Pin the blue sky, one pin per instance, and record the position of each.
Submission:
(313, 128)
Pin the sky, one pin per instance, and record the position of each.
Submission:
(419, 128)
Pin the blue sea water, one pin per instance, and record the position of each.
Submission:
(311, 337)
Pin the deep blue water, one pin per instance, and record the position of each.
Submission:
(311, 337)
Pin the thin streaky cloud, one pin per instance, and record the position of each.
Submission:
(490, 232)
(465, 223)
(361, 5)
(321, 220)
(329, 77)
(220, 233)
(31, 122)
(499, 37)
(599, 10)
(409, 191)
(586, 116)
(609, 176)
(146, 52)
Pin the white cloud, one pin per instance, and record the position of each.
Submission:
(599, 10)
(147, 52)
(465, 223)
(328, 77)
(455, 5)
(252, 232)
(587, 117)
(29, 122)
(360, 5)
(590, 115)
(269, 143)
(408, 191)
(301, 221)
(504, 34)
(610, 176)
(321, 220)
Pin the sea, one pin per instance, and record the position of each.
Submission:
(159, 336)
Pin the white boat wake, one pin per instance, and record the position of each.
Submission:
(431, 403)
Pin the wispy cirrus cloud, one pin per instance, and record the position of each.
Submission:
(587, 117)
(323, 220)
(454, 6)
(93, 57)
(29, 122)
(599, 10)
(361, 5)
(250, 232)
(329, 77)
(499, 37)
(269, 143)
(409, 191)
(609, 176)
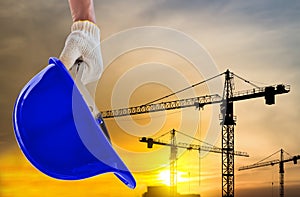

* **AIM**
Update the data from the line containing "Pin the sea, one" through the end of the data, inclusive, replacing "white boat wake" with "foamy boat wake" and leaving everything else unchanged. Leave the pictures out of your answer.

* **RESULT OF THE EXERCISE**
Pin the sea, one pin per instance, and record the position of each.
Submission:
(159, 336)
Pin the foamy boat wake, one pin per instance, and record the position of each.
Submission:
(431, 403)
Pin the wispy cirrus cloud, one pin per instance, and record the position of each.
Submission:
(587, 117)
(323, 220)
(454, 6)
(93, 57)
(29, 122)
(599, 10)
(361, 5)
(250, 232)
(329, 77)
(499, 37)
(269, 143)
(409, 191)
(609, 176)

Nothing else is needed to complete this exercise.